TO DO: Please update the lines from the start of the records through the line that contains "pixel 98 189", inclusive, replacing "insect" with "bug" and changing nothing else. Leave the pictures out of your answer.

++++++

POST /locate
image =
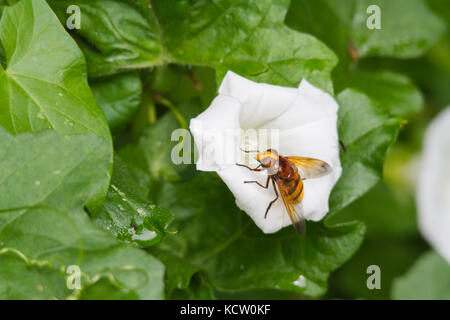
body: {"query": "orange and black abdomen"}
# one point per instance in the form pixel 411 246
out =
pixel 289 181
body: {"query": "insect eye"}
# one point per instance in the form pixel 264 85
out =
pixel 266 162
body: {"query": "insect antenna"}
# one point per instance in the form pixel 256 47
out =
pixel 248 151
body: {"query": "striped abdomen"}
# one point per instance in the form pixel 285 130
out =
pixel 292 188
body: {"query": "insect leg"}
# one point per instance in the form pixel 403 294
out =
pixel 273 201
pixel 259 184
pixel 243 165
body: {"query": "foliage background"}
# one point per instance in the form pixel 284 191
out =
pixel 98 189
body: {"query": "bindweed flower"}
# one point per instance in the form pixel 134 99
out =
pixel 293 121
pixel 433 187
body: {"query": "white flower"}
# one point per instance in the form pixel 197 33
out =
pixel 433 187
pixel 304 119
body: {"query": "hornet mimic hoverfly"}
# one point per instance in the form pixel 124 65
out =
pixel 288 173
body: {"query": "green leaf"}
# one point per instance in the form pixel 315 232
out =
pixel 367 132
pixel 127 216
pixel 114 36
pixel 119 97
pixel 403 34
pixel 55 95
pixel 262 47
pixel 38 244
pixel 44 84
pixel 66 175
pixel 428 279
pixel 43 228
pixel 389 90
pixel 385 210
pixel 237 256
pixel 393 255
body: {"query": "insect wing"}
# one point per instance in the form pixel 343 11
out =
pixel 310 168
pixel 295 213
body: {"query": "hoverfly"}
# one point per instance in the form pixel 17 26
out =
pixel 288 174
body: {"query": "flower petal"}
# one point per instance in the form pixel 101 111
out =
pixel 310 105
pixel 254 199
pixel 214 132
pixel 433 188
pixel 262 102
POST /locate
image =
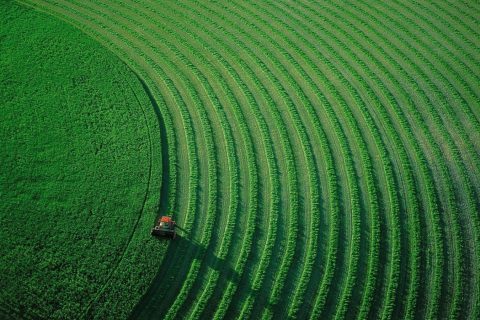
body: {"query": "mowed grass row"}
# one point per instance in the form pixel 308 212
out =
pixel 324 156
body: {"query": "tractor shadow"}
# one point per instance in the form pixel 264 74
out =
pixel 209 259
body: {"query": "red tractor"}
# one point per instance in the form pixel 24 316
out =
pixel 165 228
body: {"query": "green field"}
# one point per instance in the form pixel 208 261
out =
pixel 321 159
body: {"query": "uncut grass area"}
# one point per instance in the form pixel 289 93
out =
pixel 321 160
pixel 80 173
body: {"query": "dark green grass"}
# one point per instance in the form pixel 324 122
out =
pixel 76 168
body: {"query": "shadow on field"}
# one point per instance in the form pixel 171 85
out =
pixel 181 252
pixel 165 287
pixel 164 147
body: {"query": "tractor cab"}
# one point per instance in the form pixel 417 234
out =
pixel 165 228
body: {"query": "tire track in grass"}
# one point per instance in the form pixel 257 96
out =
pixel 273 195
pixel 193 177
pixel 212 175
pixel 177 54
pixel 246 307
pixel 66 18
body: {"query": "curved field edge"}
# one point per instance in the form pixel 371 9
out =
pixel 395 104
pixel 124 270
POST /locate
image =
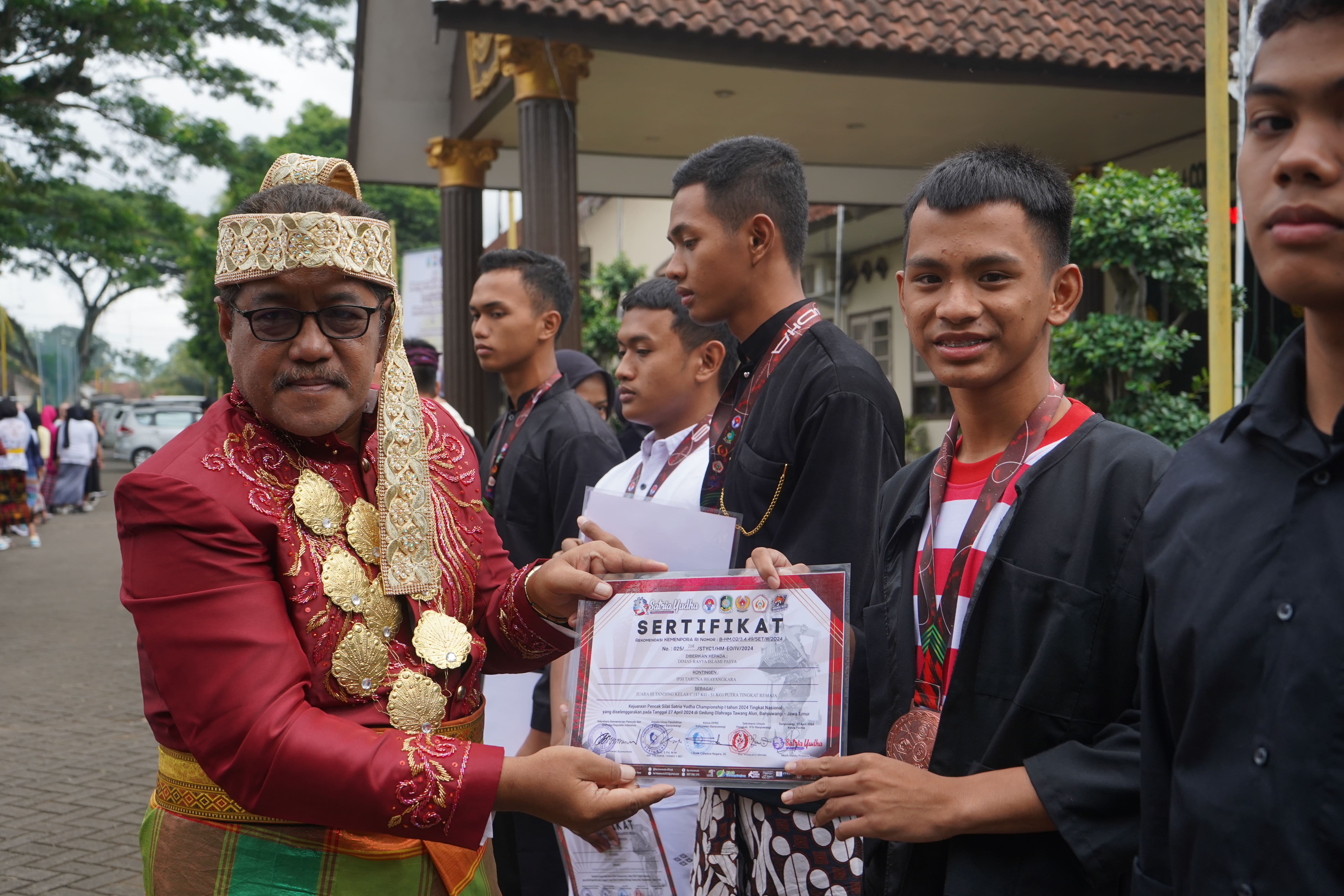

++++++

FINAL RESULT:
POST /locate
image =
body: {"query": "orange and black abdomen"}
# one point per instance in the form pixel 411 246
out =
pixel 289 181
body: {"query": "bug eye"}
# one point per instance in the form pixel 264 85
out =
pixel 266 162
body: {"query": "bug antenna"}
# one point per instance in the form pixel 256 47
out =
pixel 248 151
body: {"query": "striped abdomen"}
# one point per instance in the form pixel 285 130
out =
pixel 292 188
body: {"query": "bug leg"}
# one point per instance in the form pixel 403 294
out =
pixel 273 201
pixel 259 184
pixel 243 165
body: {"query": "foliage background"}
# one point per instance in the form pixel 284 191
out =
pixel 98 189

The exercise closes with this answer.